- [Task details]:
The data should be duplicated exactly, with every word kept as it is.

[Start of section]

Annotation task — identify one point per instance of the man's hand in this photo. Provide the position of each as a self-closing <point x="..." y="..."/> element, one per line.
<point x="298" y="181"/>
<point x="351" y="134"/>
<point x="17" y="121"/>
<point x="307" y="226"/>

[End of section]

- [Solution to the problem]:
Annotation task — identify one point per instance of the man's hand in this photo. Provide the position of each as a self-closing <point x="..." y="..."/> element, one per line.
<point x="298" y="181"/>
<point x="351" y="134"/>
<point x="17" y="121"/>
<point x="307" y="226"/>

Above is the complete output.